* _Texto de origem_

__________________________________________________

Esse ano teríamos feito uma grande turnê pelos Estados Unidos, o que obviamente não pôde acontecer. Ao invés de planejar estender minha viagem para a Califórnia ou Nova York, me perguntei que tipo de férias teria, especialmente por não poder visitar minha família no Brasil por causa das restrições de quarentena no Reino Unido. O que fazer durante as quatro semanas que tínhamos de folga, presa aqui no Reino Unido, e como fazê-las valer a pena? Mal sabia eu que este ainda não seria o verão mais comprometido que já tive!


Ultima turnê em 2019, no Japão.

No início de junho, fui abordada por Hikaru Kobayashi, ex-bailarina do Royal Ballet, perguntando quais eram meus planos para o verão; ela estava organizando uma pequena gala em Valência. Agarrei a oportunidade imediatamente, pensando que esta poderia ser minha primeira vez me apresentando em uma gala com outros membros da companhia. Além disso, poderia trabalhar em outro grand pas de deux e, ao mesmo tempo, visitar a Espanha! Se fosse qualquer outro ano, teria dito "desculpe, mas não posso. Estarei no Brasil."

__________________________________________________

* _Tarefa A_
Segundo o relato sobre o verão, quem estava organizando a pequena gala em Valência?
* _Tarefa B_
Transcreva do relato sobre o verão o trecho que vai de "Esse ano teríamos" até "que já tive!".

[Trechos de um conjunto de dados]
__________________________________________________

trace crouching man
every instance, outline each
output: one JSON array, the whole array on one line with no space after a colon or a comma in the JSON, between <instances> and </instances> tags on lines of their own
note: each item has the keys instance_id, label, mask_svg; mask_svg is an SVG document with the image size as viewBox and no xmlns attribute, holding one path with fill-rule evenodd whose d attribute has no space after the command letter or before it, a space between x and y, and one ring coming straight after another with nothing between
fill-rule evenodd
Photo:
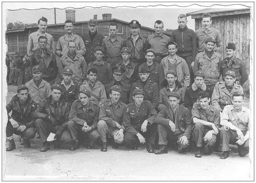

__________________________________________________

* _Resposta A_
Hikaru Kobayashi, ex-bailarina do Royal Ballet.

* _Resposta B_
Esse ano teríamos feito uma grande turnê pelos Estados Unidos, o que obviamente não pôde acontecer. Ao invés de planejar estender minha viagem para a Califórnia ou Nova York, me perguntei que tipo de férias teria, especialmente por não poder visitar minha família no Brasil por causa das restrições de quarentena no Reino Unido. O que fazer durante as quatro semanas que tínhamos de folga, presa aqui no Reino Unido, e como fazê-las valer a pena? Mal sabia eu que este ainda não seria o verão mais comprometido que já tive!